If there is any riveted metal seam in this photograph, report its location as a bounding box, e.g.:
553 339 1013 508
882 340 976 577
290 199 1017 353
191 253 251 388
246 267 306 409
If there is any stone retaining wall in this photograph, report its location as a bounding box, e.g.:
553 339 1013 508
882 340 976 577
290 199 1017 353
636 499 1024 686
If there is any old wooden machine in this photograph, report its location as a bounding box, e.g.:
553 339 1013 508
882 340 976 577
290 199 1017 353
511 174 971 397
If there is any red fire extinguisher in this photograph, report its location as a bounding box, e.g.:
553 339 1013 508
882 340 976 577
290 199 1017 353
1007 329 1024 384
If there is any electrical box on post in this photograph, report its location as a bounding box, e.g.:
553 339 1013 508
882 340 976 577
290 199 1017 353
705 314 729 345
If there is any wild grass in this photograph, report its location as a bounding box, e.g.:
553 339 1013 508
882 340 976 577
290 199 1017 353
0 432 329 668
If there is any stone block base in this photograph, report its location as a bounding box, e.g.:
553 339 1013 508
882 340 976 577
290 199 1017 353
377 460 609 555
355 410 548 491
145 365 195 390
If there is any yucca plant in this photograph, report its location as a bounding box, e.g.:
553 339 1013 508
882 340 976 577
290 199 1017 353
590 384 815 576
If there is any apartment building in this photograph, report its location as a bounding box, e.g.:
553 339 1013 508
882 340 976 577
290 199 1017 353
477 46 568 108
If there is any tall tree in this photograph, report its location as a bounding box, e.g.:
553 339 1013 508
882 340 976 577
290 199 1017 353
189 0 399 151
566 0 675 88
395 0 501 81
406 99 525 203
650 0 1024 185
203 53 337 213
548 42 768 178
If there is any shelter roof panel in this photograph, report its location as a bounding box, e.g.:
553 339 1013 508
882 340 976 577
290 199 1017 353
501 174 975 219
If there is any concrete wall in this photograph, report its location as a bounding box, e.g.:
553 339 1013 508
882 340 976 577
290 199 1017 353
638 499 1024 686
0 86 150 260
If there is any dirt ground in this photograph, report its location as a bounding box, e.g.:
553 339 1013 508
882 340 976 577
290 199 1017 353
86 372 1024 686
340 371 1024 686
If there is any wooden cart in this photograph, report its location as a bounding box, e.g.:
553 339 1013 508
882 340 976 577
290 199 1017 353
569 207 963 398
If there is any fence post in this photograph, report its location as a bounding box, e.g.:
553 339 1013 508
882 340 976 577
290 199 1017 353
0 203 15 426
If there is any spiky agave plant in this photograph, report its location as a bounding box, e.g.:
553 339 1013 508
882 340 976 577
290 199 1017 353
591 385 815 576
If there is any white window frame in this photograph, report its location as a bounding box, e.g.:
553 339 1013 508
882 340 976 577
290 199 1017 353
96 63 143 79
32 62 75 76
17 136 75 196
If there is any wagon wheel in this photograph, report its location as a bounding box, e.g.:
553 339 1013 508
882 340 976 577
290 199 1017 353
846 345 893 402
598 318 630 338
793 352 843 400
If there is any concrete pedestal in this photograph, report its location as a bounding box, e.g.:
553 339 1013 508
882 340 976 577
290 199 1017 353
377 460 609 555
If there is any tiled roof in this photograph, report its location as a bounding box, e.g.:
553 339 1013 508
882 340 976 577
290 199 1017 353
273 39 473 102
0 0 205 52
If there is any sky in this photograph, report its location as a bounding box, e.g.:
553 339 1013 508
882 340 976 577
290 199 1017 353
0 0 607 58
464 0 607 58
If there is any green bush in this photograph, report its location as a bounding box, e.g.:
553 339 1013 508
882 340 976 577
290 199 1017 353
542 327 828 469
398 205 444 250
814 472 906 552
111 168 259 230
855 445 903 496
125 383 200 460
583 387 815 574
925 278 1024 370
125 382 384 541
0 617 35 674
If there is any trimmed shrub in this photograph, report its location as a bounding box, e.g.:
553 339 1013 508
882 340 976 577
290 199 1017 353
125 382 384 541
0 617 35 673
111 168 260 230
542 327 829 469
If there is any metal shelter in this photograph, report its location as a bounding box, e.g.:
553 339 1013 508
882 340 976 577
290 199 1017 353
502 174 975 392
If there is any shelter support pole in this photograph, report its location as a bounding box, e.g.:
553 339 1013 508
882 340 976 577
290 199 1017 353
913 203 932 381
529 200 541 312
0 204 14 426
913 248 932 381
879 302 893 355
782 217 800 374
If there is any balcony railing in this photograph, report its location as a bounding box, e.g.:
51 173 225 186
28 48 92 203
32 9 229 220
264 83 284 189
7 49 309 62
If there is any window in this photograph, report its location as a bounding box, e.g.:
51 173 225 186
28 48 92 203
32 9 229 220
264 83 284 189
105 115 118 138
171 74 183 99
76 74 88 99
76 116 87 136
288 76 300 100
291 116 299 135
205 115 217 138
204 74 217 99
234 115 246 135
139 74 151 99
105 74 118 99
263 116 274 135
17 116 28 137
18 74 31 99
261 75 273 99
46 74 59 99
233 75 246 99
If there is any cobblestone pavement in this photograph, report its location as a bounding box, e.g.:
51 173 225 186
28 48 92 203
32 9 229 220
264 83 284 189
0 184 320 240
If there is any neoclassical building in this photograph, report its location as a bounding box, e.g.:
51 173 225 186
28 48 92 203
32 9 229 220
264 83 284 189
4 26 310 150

*Given task:*
Turn the lines of the material above into a numbered list, from the line holding "If there is any concrete pedestal" through the line holding "464 0 607 58", both included, and leave out any blank lines.

*Answer for this exercise:*
1. If there is any concrete pedestal in this photograph, report its location as a bounding box, e.g.:
2. 553 339 1013 508
3. 882 340 976 577
4. 290 199 1017 353
5. 377 460 609 555
6. If there is any tiled roof in this photograph, report its location as a bounding box, e.g.:
7. 553 339 1013 508
8. 882 340 976 577
9. 290 199 1017 353
10. 273 39 473 102
11. 0 0 205 52
12. If there is any sky in this photograph, report its location as a bounding box, e.g.:
13. 553 339 1013 508
14. 882 340 976 577
15. 290 199 1017 353
16. 0 0 607 58
17. 464 0 607 58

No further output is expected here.